■ What you need to do
A) Answer these from the solstice text, one line each:
(i) Which sign does the text pair with the Winter Solstice?
(ii) Which two possible rulers of Libra does it name?
(iii) What does it say the Sun represents?
B) Please rewrite the paragraph of the solstice text that begins "But, when I really think about it" as a bulleted list, keeping its main points.
C) Resume the solstice text, starting after its final sentence.

═══ Supplied text

The Summer Solstice recently passed, leaving me in a state of reflection. Astrologically, this day marks the passage of the Sun into Cancer, which I find interesting as Cancer is ruled by the Moon. All the other solar festival placements make sense to me:
- Spring Equinox – Aries, ruled by Mars: Everything is waking up and aggressively looking for resources after the scarce winter.
- Autumn Equinox – Libra, ruled by Venus or Ceres: The Sign of the Scales already speaks to the equal nature of night to day in an Equinox and, depending on the ruler you pick (astrologers differ), we’re looking Venus, a receptive planets as the Earth starts her final stage of harvesting and prepares for winter, or Ceres, a harvest deity.
- Winter Solstice – Capricorn, ruled by Saturn: Saturn was once considered the outer reach of our solar system and is one of the coldest planets, Capricorn reflects the winter hardy qualities of hard work, discipline, ambition, and a reserved nature.
One would think that the Sun would rule the day where the Sun stays longest in the sky and that the Sign ruled by the Moon would be in place during the longest night. Like the star chart should be flipped and the darkest part of your chart is not during the brightest time of year (granted, I know it isn’t everywhere, but it was in the place tropical astrology developed).
But, when I really think about it, the Moon reflects the Sun and the Sun represents the Ego. In terms of personality in astrology, we look at the Sun, the Moon, and the Ascendant. As the Ascendant is our projection of ourselves, which we often tailor to the specific people we are projecting to (ourselves included), this intersection of just the Sun and the Moon represents who we are at the most basic levels – the Ego, telling us what we need to nurture in ourselves to grow, and the Spirit, telling us what we need to nurture in our relationships to grow. The Sun is our need for individuality, the Moon is our need for connection.

══════
═══ Record set

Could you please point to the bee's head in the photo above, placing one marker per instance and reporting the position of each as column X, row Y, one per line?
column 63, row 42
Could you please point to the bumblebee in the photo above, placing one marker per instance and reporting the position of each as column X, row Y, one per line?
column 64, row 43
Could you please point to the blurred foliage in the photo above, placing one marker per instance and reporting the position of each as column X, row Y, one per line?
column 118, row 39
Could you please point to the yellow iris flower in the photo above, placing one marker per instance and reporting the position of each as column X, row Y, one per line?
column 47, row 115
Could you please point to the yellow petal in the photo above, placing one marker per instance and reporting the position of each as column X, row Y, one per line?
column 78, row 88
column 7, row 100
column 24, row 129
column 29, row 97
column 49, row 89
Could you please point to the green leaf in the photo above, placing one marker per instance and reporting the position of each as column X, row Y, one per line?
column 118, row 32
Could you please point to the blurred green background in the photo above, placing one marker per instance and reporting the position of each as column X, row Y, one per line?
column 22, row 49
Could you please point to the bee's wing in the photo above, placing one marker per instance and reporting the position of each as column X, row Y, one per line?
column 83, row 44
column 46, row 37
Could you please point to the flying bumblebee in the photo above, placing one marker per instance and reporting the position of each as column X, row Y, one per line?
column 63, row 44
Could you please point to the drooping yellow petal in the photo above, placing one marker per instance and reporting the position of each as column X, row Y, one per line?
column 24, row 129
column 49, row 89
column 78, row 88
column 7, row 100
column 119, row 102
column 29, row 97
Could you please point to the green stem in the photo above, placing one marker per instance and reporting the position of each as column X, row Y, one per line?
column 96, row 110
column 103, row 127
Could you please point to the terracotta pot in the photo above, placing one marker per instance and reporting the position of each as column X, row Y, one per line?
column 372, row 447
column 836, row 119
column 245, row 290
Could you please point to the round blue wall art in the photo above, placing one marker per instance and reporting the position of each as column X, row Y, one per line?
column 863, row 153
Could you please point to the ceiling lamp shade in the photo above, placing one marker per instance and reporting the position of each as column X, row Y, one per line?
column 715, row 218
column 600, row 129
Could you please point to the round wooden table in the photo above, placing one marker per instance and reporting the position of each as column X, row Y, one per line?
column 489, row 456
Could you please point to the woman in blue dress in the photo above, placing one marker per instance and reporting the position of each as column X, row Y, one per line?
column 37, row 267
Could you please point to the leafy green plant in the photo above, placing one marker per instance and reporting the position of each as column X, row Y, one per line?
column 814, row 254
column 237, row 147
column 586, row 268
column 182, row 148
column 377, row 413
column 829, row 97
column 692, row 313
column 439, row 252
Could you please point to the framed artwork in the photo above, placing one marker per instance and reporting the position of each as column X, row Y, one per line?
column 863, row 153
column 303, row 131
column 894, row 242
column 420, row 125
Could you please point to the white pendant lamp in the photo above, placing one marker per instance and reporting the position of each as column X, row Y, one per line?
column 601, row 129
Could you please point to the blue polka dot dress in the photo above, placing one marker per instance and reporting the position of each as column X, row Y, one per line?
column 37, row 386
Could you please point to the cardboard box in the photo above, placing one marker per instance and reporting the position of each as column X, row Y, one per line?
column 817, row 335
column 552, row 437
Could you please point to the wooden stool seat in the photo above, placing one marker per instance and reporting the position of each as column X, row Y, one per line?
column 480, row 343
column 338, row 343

══════

■ Answers to this exercise
A)
(i) Capricorn
(ii) Venus or Ceres
(iii) The Ego

B)
- The Moon reflects the Sun, and the Sun represents the Ego.
- Astrology looks at the Sun, the Moon, and the Ascendant for personality.
- The Ascendant is how we project ourselves, often tailored to the people we project to, ourselves included.
- The Sun and the Moon alone therefore show who we are at the most basic level:
  - The Ego tells us what we need to nurture in ourselves to grow.
  - The Spirit tells us what we need to nurture in our relationships to grow.
- The Sun is our need for individuality; the Moon is our need for connection.

C)
If Leo or Aries were in this position at the height of the Sun’s power, the Ego would be overwhelming. Here Cancer reminds us that, even at the height of personal abundance, we need to nurture our relationships with the Earth and the people in our lives or that abundance will be short lived. Immediately the days begin to shorten and, while it is easy to forget that winter is coming, it will, inevitably, come.
There are many lessons one can glean from this. Share your abundance. Remember your relationships. Everyone has an individual lesson they can take away. The one that I am working on incorporating is remembering that our connections are brighter when we are at our brightest. Yes, coming back to that same old self care, but it’s a lesson that I am thick headed about.
This blog has been derailed by an insensitive comment overheard on a five minute conversation with my ex. I’m bringing it up because it’s messing with me finishing my post, it pissed me off good and proper, and it is illustrative of some of the issues you run into while trying to do self care.
The situation: My little boy is 9 today! Celebration is only partially planned because someone isn’t great with communication and I finally gave up several years ago on trying to make that a thing that happens. It’s a lot of ineffectual work on my end (see, self care happens sometimes). The plan is still a little up in the air, but an ending time of 7-8 was suggested to which I said, “Ok, but then I will need to leave for a bit to get some things done.” To make a long story short, some things were said that make it clear that they believe me leaving during this time is just so rude.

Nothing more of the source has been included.